GOAL: Without the pictures, copy the entries below word for word.

[Object point labels]
● ● ● ● ● ● ●

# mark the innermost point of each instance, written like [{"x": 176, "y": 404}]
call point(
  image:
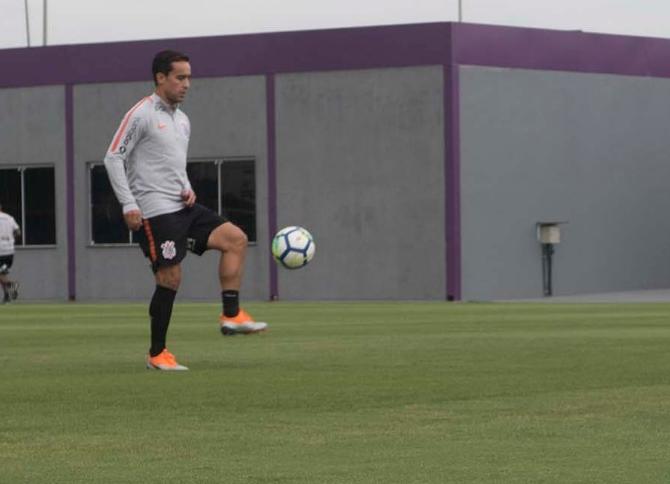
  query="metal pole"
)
[
  {"x": 27, "y": 23},
  {"x": 44, "y": 34}
]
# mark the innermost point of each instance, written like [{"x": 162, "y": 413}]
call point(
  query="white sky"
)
[{"x": 85, "y": 21}]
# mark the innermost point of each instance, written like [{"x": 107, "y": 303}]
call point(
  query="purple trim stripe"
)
[
  {"x": 575, "y": 51},
  {"x": 69, "y": 189},
  {"x": 252, "y": 54},
  {"x": 272, "y": 177},
  {"x": 452, "y": 174}
]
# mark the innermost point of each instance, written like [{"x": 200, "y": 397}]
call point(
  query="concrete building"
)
[{"x": 422, "y": 158}]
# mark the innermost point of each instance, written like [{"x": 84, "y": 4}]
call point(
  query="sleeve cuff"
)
[{"x": 130, "y": 206}]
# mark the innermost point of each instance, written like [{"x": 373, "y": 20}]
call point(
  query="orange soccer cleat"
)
[{"x": 164, "y": 361}]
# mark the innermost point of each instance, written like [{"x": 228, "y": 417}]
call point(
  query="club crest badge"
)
[{"x": 168, "y": 250}]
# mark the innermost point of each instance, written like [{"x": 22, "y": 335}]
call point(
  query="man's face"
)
[{"x": 173, "y": 87}]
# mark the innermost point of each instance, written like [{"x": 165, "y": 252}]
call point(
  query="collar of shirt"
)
[{"x": 158, "y": 101}]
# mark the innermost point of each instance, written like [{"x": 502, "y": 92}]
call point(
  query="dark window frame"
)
[{"x": 25, "y": 229}]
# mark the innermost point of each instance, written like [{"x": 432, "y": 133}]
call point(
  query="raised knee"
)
[
  {"x": 169, "y": 277},
  {"x": 241, "y": 239}
]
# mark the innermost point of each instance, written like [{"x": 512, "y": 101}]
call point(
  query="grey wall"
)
[
  {"x": 360, "y": 163},
  {"x": 589, "y": 149},
  {"x": 32, "y": 132},
  {"x": 228, "y": 120}
]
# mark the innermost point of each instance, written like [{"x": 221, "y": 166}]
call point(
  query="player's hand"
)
[
  {"x": 133, "y": 219},
  {"x": 188, "y": 196}
]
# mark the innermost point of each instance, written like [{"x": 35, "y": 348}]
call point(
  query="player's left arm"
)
[
  {"x": 17, "y": 230},
  {"x": 187, "y": 194}
]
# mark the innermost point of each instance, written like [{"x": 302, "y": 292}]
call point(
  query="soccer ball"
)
[{"x": 293, "y": 247}]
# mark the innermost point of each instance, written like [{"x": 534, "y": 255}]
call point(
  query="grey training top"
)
[{"x": 146, "y": 161}]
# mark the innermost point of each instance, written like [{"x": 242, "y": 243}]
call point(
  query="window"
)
[
  {"x": 223, "y": 185},
  {"x": 27, "y": 193},
  {"x": 227, "y": 186}
]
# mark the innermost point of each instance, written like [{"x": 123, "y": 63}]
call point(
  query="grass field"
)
[{"x": 339, "y": 393}]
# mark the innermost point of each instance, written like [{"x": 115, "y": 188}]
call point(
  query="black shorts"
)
[
  {"x": 165, "y": 238},
  {"x": 6, "y": 262}
]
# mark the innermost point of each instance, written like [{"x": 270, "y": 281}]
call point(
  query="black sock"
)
[
  {"x": 160, "y": 311},
  {"x": 231, "y": 302}
]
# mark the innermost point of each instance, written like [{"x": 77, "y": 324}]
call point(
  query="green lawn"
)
[{"x": 338, "y": 393}]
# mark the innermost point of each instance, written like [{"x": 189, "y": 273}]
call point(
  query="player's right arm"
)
[{"x": 125, "y": 140}]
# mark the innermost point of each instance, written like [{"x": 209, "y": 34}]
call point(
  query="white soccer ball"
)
[{"x": 293, "y": 247}]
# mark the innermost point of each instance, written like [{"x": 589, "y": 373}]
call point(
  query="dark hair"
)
[{"x": 163, "y": 61}]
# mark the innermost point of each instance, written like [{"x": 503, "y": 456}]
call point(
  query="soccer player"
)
[
  {"x": 146, "y": 164},
  {"x": 9, "y": 230}
]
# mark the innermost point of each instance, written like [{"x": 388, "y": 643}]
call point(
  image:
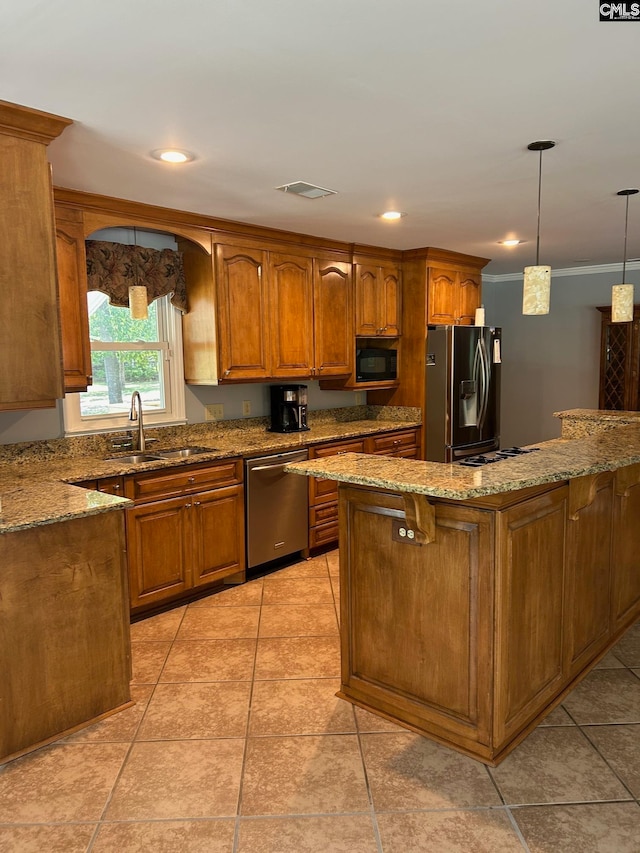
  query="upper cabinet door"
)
[
  {"x": 291, "y": 297},
  {"x": 391, "y": 297},
  {"x": 243, "y": 312},
  {"x": 469, "y": 296},
  {"x": 442, "y": 299},
  {"x": 453, "y": 296},
  {"x": 72, "y": 286},
  {"x": 333, "y": 318}
]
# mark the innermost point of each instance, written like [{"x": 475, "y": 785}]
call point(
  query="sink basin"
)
[
  {"x": 134, "y": 458},
  {"x": 183, "y": 452}
]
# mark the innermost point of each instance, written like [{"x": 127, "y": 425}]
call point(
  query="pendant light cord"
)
[
  {"x": 624, "y": 255},
  {"x": 539, "y": 198}
]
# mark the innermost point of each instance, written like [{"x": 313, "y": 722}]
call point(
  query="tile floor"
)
[{"x": 237, "y": 744}]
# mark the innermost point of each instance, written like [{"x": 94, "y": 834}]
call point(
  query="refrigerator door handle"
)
[{"x": 484, "y": 383}]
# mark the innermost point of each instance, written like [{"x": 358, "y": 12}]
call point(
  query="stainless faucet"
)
[{"x": 137, "y": 416}]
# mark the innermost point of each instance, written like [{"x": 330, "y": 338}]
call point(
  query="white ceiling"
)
[{"x": 422, "y": 106}]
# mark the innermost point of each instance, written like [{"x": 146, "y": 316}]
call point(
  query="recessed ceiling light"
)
[{"x": 172, "y": 155}]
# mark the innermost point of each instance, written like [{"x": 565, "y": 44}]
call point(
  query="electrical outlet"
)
[{"x": 214, "y": 412}]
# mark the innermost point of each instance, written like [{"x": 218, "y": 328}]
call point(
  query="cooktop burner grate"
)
[{"x": 489, "y": 458}]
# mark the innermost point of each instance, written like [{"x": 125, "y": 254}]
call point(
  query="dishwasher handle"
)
[{"x": 268, "y": 467}]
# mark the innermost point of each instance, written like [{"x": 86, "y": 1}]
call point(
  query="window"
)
[{"x": 126, "y": 356}]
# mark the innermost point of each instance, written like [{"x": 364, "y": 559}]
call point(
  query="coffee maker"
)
[{"x": 288, "y": 408}]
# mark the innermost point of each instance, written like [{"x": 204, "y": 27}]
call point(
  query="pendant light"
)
[
  {"x": 537, "y": 279},
  {"x": 622, "y": 294},
  {"x": 138, "y": 304}
]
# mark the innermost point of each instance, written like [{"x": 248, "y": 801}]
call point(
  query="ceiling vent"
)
[{"x": 306, "y": 190}]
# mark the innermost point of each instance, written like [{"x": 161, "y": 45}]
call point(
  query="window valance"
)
[{"x": 114, "y": 267}]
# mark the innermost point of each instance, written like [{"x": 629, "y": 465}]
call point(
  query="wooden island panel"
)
[
  {"x": 64, "y": 629},
  {"x": 474, "y": 636}
]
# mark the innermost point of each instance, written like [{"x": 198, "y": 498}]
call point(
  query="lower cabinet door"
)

● ● ● ● ● ● ●

ANSWER TO THIS TASK:
# mark the innermost point of each instance, written like [{"x": 176, "y": 404}]
call point(
  image:
  query="metal pole"
)
[
  {"x": 27, "y": 23},
  {"x": 44, "y": 34}
]
# mark the innermost point of each instance, written like [{"x": 162, "y": 413}]
call point(
  query="white sky"
)
[{"x": 85, "y": 21}]
# mark the innermost point of each instance, written like [{"x": 107, "y": 303}]
call point(
  query="purple trim stripe"
)
[
  {"x": 575, "y": 51},
  {"x": 69, "y": 189},
  {"x": 252, "y": 54},
  {"x": 272, "y": 177},
  {"x": 452, "y": 174}
]
# mark the innermost point of each instance, written like [{"x": 200, "y": 397}]
call point(
  query="concrete building"
)
[{"x": 422, "y": 158}]
# mark the innermost point of each instance, written like [{"x": 84, "y": 4}]
call point(
  query="sleeve cuff"
)
[{"x": 130, "y": 206}]
# mark the innermost point of each instance, written like [{"x": 373, "y": 20}]
call point(
  query="orange soccer cleat"
)
[{"x": 164, "y": 361}]
# mark the innermost point of each instance, written like [{"x": 228, "y": 417}]
call point(
  query="club crest badge"
)
[{"x": 168, "y": 250}]
# mark the innermost point of each instance, written like [{"x": 22, "y": 335}]
call point(
  query="man's face"
)
[{"x": 173, "y": 87}]
# mark the innermost point of each instance, written like [{"x": 165, "y": 252}]
call point(
  query="collar of shirt"
)
[{"x": 158, "y": 101}]
# mark the innermost point of each instance, written like [{"x": 502, "y": 92}]
call point(
  query="dark window frame"
)
[{"x": 25, "y": 229}]
# mark the innermost point of each instance, written like [{"x": 432, "y": 133}]
call point(
  query="raised knee"
)
[
  {"x": 169, "y": 277},
  {"x": 241, "y": 239}
]
# mark the innermost point of each instance, written like [{"x": 512, "y": 101}]
call point(
  query="grey wall"
)
[
  {"x": 360, "y": 163},
  {"x": 589, "y": 149},
  {"x": 32, "y": 132},
  {"x": 228, "y": 120}
]
# mark the innermost point of each instance, written like [{"x": 221, "y": 166}]
call point(
  query="player's hand"
)
[
  {"x": 133, "y": 219},
  {"x": 188, "y": 196}
]
# mark the innermost point of each instance, written like [{"x": 35, "y": 348}]
call point(
  query="player's left arm"
)
[
  {"x": 17, "y": 230},
  {"x": 187, "y": 194}
]
# mark the innermost point of each instance, written like [{"x": 302, "y": 292}]
call point(
  query="soccer ball"
)
[{"x": 293, "y": 247}]
# mark the innermost point of each instance, written like [{"x": 534, "y": 255}]
call point(
  query="grey training top"
)
[{"x": 146, "y": 161}]
# mark the innermost point of each instance, written like [{"x": 242, "y": 243}]
call point(
  query="window"
)
[
  {"x": 223, "y": 185},
  {"x": 27, "y": 193},
  {"x": 227, "y": 186}
]
# mark the innermost point of each instance, written like [{"x": 123, "y": 63}]
call point(
  query="grass field"
)
[{"x": 339, "y": 393}]
# mark the innermost point of each instance, written like [{"x": 115, "y": 188}]
call point(
  query="black shorts"
)
[
  {"x": 165, "y": 238},
  {"x": 6, "y": 262}
]
# mark the innermost point of each instance, written like [{"x": 270, "y": 281}]
call point(
  query="black sock"
)
[
  {"x": 160, "y": 311},
  {"x": 231, "y": 302}
]
# mark the innermost point of each instance, written like [{"x": 77, "y": 324}]
call point(
  query="green lawn"
)
[{"x": 338, "y": 393}]
# mark the innermost point of each instance, written like [{"x": 189, "y": 273}]
call point(
  query="player's right arm"
)
[{"x": 125, "y": 140}]
# mark the innermost point of each instance, written like [{"x": 209, "y": 34}]
call point(
  query="white soccer ball"
)
[{"x": 293, "y": 247}]
# mark the innermost point of each instance, written like [{"x": 589, "y": 373}]
call point(
  query="dark hair"
)
[{"x": 163, "y": 61}]
# mark the innermost point of each instance, written like [{"x": 503, "y": 456}]
call point(
  query="soccer player"
)
[
  {"x": 146, "y": 164},
  {"x": 9, "y": 230}
]
# mark the innermost point of each instance, written like [{"x": 388, "y": 643}]
call point(
  image:
  query="upper cabinet door"
)
[
  {"x": 291, "y": 297},
  {"x": 391, "y": 297},
  {"x": 243, "y": 312},
  {"x": 469, "y": 296},
  {"x": 442, "y": 299},
  {"x": 453, "y": 296},
  {"x": 72, "y": 286},
  {"x": 333, "y": 318}
]
# mark the innermost point of each instance, written like [{"x": 475, "y": 785}]
call point(
  query="sink basin"
)
[
  {"x": 134, "y": 458},
  {"x": 183, "y": 452}
]
# mark the innermost point of each instance, written like [{"x": 127, "y": 425}]
call point(
  query="pendant light cord"
)
[
  {"x": 624, "y": 255},
  {"x": 539, "y": 198}
]
# mark the innermost point of each instance, written like [{"x": 313, "y": 722}]
call point(
  query="tile floor"
)
[{"x": 237, "y": 744}]
# mark the innermost point of each instance, written like [{"x": 94, "y": 834}]
call point(
  query="refrigerator door handle"
)
[{"x": 484, "y": 383}]
# mark the innermost point of each instance, written like [{"x": 358, "y": 12}]
call point(
  query="stainless faucet"
)
[{"x": 137, "y": 416}]
# mark the innermost point of each instance, written like [{"x": 330, "y": 338}]
call point(
  query="white ceiling"
)
[{"x": 422, "y": 106}]
# mark the innermost point of each instance, written like [{"x": 146, "y": 316}]
call point(
  query="recessed ceiling light"
)
[{"x": 172, "y": 155}]
# mark the innermost point of each instance, written like [{"x": 565, "y": 44}]
call point(
  query="electrical outlet"
)
[{"x": 214, "y": 412}]
# mark the innermost point of each instance, written like [{"x": 218, "y": 328}]
call point(
  query="cooktop burner grate"
)
[{"x": 489, "y": 458}]
# mark the innermost point of each instance, written like [{"x": 125, "y": 254}]
call point(
  query="dishwasher handle"
)
[{"x": 268, "y": 467}]
# mark the innermost point of each instance, written like [{"x": 86, "y": 1}]
call point(
  query="window"
)
[{"x": 126, "y": 356}]
# mark the innermost point of each instance, written like [{"x": 364, "y": 559}]
call point(
  query="coffee maker"
)
[{"x": 288, "y": 408}]
# mark the innermost point of each instance, written like [{"x": 204, "y": 27}]
call point(
  query="pendant light"
)
[
  {"x": 537, "y": 279},
  {"x": 622, "y": 294},
  {"x": 138, "y": 304}
]
# mark the innermost point of each instance, written like [{"x": 248, "y": 801}]
call point(
  query="ceiling vent"
)
[{"x": 306, "y": 190}]
# mark the innermost point of each instance, written like [{"x": 161, "y": 45}]
call point(
  query="window valance"
)
[{"x": 114, "y": 267}]
# mark the innermost point of each instance, written like [{"x": 629, "y": 465}]
call point(
  query="wooden island panel"
)
[
  {"x": 64, "y": 629},
  {"x": 474, "y": 636}
]
# mark the innermost point of each instance, written like [{"x": 198, "y": 498}]
call point(
  query="lower cabinet door"
)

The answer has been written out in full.